▸ Problem to work on
State how many lines in the items below contain the string "clicks", with case treated as significant, and give only that number.

----------

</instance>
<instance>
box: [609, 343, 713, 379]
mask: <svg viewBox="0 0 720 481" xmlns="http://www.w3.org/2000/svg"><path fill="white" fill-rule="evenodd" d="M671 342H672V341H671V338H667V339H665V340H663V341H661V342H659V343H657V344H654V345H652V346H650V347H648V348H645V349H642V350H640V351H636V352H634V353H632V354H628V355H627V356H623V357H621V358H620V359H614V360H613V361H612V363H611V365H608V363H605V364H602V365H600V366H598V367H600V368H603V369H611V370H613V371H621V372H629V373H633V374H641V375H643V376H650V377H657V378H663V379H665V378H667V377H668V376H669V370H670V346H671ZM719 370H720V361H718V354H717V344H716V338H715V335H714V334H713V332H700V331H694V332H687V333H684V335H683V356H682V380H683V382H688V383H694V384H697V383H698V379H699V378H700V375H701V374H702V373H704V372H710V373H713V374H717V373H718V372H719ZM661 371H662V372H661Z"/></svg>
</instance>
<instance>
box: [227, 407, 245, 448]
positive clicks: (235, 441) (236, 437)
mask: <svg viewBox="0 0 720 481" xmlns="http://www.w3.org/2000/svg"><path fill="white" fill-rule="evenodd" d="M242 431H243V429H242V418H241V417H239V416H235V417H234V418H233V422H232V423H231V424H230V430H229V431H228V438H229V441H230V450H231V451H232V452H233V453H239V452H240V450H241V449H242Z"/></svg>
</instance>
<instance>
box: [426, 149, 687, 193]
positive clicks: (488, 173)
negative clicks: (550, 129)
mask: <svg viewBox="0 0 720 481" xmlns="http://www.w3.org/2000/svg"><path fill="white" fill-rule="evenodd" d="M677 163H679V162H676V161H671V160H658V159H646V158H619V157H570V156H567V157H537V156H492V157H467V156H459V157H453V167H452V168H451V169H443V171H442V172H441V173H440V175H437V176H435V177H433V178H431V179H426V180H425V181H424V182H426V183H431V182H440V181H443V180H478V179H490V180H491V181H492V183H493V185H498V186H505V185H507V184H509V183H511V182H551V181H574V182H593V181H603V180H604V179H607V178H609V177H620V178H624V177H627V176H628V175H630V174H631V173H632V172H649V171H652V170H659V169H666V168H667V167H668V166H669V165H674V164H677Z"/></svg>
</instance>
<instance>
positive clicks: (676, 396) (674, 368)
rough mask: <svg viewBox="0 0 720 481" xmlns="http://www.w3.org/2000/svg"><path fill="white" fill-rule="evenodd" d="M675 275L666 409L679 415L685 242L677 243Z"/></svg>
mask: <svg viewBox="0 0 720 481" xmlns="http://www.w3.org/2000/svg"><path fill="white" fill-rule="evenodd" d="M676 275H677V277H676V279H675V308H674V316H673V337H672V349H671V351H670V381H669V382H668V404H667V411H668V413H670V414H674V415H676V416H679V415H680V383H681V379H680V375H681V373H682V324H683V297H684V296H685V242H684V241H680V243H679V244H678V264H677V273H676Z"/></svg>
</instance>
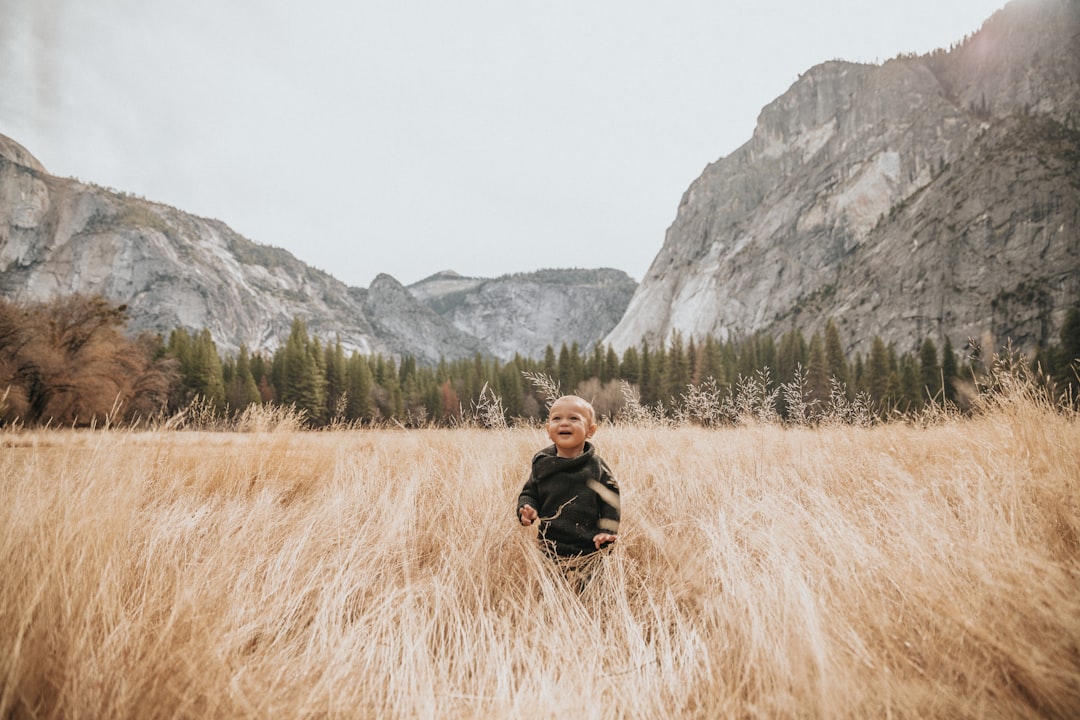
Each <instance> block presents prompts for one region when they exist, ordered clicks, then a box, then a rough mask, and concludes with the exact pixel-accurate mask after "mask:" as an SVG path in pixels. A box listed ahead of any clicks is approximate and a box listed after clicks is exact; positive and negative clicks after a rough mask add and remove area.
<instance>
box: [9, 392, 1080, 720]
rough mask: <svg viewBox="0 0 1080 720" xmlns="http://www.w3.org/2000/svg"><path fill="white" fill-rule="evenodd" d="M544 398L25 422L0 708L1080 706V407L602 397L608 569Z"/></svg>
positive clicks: (183, 715)
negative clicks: (610, 489)
mask: <svg viewBox="0 0 1080 720" xmlns="http://www.w3.org/2000/svg"><path fill="white" fill-rule="evenodd" d="M544 443H545V439H544V436H543V434H542V433H541V431H539V430H534V429H514V430H504V431H478V430H468V429H458V430H421V431H404V430H380V431H349V432H333V433H305V432H295V431H291V430H284V431H278V432H261V433H248V434H239V433H233V434H224V433H221V434H211V433H205V434H204V433H193V432H183V433H177V432H133V431H114V430H112V431H98V432H86V433H77V432H63V431H51V432H29V431H23V432H8V433H4V434H0V444H2V446H3V447H2V448H0V478H2V479H0V484H2V486H0V487H2V506H0V518H2V524H0V576H2V581H0V582H2V585H0V678H2V690H0V717H5V718H6V717H14V718H30V717H57V718H308V717H330V718H338V717H340V718H352V717H360V718H365V717H405V718H414V717H419V718H429V717H430V718H488V717H490V718H508V717H521V718H541V717H581V718H662V717H672V716H675V717H702V718H725V717H737V718H744V717H761V718H778V717H779V718H785V717H787V718H791V717H799V718H802V717H805V718H869V717H873V718H886V717H893V718H927V717H930V718H982V717H987V718H1001V717H1007V718H1023V717H1061V718H1065V717H1076V714H1077V711H1078V709H1080V425H1078V422H1077V419H1076V418H1075V416H1067V415H1061V413H1055V412H1053V411H1052V410H1050V409H1049V408H1047V407H1044V406H1042V405H1041V404H1040V403H1037V402H1030V400H1029V399H1025V398H1021V399H1020V400H1016V402H1002V403H999V404H996V405H994V406H993V407H989V408H988V409H987V410H986V411H985V412H984V413H982V415H981V416H978V417H976V418H974V419H967V420H963V419H951V420H946V421H944V422H943V423H941V424H937V425H934V426H929V427H919V426H915V425H900V424H894V425H887V426H878V427H874V429H853V427H822V429H816V430H812V429H783V427H780V426H775V425H759V426H750V427H740V429H723V430H702V429H693V427H683V429H671V427H666V429H657V427H645V426H638V427H620V426H604V427H602V430H600V432H599V433H598V435H597V437H596V445H597V449H598V450H599V451H600V453H602V454H603V457H604V458H605V459H606V460H608V462H609V463H610V464H611V465H612V466H613V468H615V470H616V472H617V474H618V476H619V478H620V481H621V485H622V498H623V504H624V511H623V535H622V538H621V540H620V542H619V544H618V547H617V548H616V549H615V551H613V552H612V553H611V554H610V555H609V556H608V557H606V558H605V561H604V563H603V568H602V570H600V571H599V573H598V575H597V576H596V578H595V580H594V581H593V584H592V585H590V586H589V588H588V589H586V590H585V592H584V593H583V594H582V595H581V596H578V595H576V594H575V593H573V592H572V590H570V589H569V588H568V587H567V586H566V584H565V583H564V581H563V580H562V579H561V578H558V576H556V575H554V574H553V573H552V572H551V569H550V568H549V566H548V565H546V562H545V561H544V560H543V559H542V558H541V557H540V556H539V554H538V552H537V549H536V546H535V545H534V543H532V536H534V533H535V530H532V529H525V528H522V527H519V526H516V525H515V522H514V518H513V507H514V501H515V499H516V494H517V492H518V490H519V488H521V485H522V483H523V480H524V474H525V468H526V466H527V464H528V459H529V458H530V456H531V454H532V452H534V451H535V450H536V449H538V448H539V447H541V446H542V445H543V444H544Z"/></svg>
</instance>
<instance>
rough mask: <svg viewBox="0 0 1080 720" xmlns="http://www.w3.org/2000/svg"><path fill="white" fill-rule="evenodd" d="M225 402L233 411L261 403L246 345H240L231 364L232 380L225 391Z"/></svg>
mask: <svg viewBox="0 0 1080 720" xmlns="http://www.w3.org/2000/svg"><path fill="white" fill-rule="evenodd" d="M226 400H227V402H228V403H229V407H231V408H233V409H234V410H235V411H238V412H240V411H243V410H244V409H245V408H246V407H247V406H248V405H257V404H259V403H261V402H262V397H261V395H259V389H258V385H256V384H255V376H253V375H252V363H251V358H249V357H248V355H247V345H244V344H241V345H240V352H239V353H238V354H237V359H235V363H234V364H233V369H232V378H231V379H230V382H229V383H228V386H227V389H226Z"/></svg>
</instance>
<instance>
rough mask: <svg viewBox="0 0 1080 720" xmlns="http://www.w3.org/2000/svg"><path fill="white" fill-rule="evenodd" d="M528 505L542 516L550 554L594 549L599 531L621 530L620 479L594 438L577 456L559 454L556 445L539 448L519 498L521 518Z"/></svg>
mask: <svg viewBox="0 0 1080 720" xmlns="http://www.w3.org/2000/svg"><path fill="white" fill-rule="evenodd" d="M525 505H532V507H535V508H536V511H537V514H538V515H539V520H540V527H539V540H540V543H541V545H542V546H543V549H544V552H546V553H548V554H549V555H557V556H562V557H570V556H575V555H585V554H589V553H595V552H596V546H595V545H594V544H593V536H594V535H595V534H596V533H598V532H609V533H611V534H616V533H617V532H619V518H620V512H619V484H618V483H617V481H616V479H615V475H613V474H612V473H611V470H610V468H609V467H608V465H607V463H606V462H604V461H603V460H600V459H599V458H598V457H597V456H596V452H595V451H594V450H593V446H592V444H590V443H585V449H584V452H582V453H581V454H580V456H578V457H577V458H559V457H558V454H557V453H556V451H555V446H554V445H552V446H549V447H546V448H544V449H543V450H540V452H538V453H536V454H535V456H534V457H532V472H531V473H530V474H529V479H528V480H526V483H525V487H524V488H523V489H522V494H521V495H518V497H517V512H518V518H521V510H522V507H523V506H525Z"/></svg>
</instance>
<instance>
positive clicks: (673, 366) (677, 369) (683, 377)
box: [660, 330, 690, 399]
mask: <svg viewBox="0 0 1080 720" xmlns="http://www.w3.org/2000/svg"><path fill="white" fill-rule="evenodd" d="M689 384H690V361H689V358H688V357H687V354H686V351H685V350H684V348H683V334H681V332H679V331H678V330H675V331H674V332H673V334H672V341H671V345H670V347H669V349H667V356H666V359H665V362H664V369H663V376H662V377H661V379H660V385H661V396H662V397H663V398H664V399H667V398H677V397H679V396H681V395H683V394H684V393H686V391H687V385H689Z"/></svg>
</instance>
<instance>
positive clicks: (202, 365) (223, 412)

----------

▸ Answer to this exercise
9